Data records:

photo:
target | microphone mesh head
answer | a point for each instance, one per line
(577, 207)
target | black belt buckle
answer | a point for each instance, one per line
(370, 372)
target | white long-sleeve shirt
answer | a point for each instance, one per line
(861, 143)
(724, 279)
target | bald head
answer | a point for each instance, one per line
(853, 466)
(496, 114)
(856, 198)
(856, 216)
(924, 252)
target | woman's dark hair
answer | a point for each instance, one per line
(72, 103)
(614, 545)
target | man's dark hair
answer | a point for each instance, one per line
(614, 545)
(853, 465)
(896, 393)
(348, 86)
==
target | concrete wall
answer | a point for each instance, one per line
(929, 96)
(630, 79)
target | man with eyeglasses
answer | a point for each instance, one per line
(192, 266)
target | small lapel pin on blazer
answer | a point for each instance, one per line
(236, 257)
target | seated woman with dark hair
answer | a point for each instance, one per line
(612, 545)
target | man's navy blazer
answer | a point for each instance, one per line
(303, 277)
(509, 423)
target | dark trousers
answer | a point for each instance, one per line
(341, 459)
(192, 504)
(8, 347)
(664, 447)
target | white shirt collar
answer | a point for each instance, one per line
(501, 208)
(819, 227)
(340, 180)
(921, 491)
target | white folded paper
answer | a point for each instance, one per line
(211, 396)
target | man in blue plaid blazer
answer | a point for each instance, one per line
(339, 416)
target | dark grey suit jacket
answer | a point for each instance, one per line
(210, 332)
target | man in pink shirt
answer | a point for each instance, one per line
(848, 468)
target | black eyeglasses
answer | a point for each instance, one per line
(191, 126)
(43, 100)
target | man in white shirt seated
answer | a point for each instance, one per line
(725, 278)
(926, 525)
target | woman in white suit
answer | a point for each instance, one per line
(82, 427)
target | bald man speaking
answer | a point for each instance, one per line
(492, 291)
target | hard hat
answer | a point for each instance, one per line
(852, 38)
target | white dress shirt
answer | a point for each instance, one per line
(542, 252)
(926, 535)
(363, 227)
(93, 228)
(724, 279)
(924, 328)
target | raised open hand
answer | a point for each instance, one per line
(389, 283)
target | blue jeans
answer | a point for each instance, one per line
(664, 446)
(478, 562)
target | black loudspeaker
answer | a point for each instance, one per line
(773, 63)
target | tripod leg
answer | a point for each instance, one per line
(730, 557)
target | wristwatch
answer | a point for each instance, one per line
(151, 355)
==
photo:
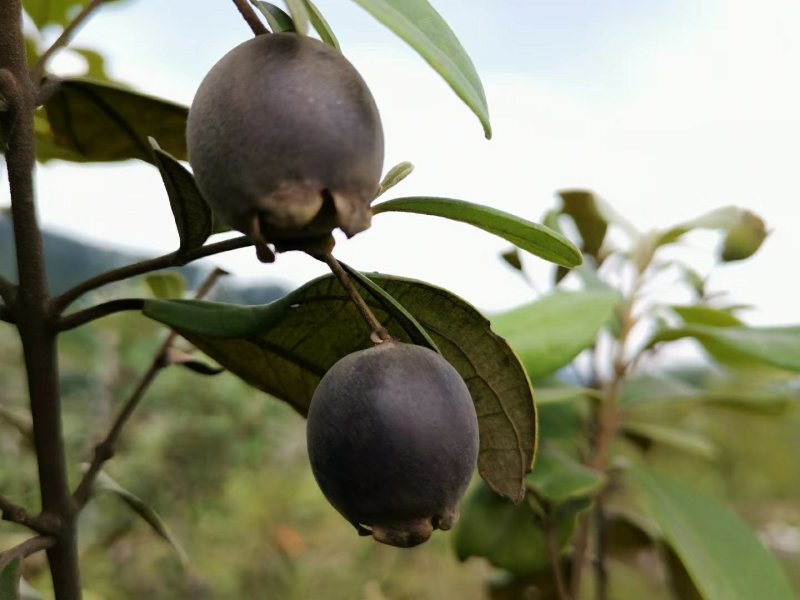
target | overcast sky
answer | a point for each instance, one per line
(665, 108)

Instructions for the task:
Return every line above that contains the word "with", copying each one in full. Case counts.

Exercise answer:
target | man with eyeglasses
target | seated woman with dark hair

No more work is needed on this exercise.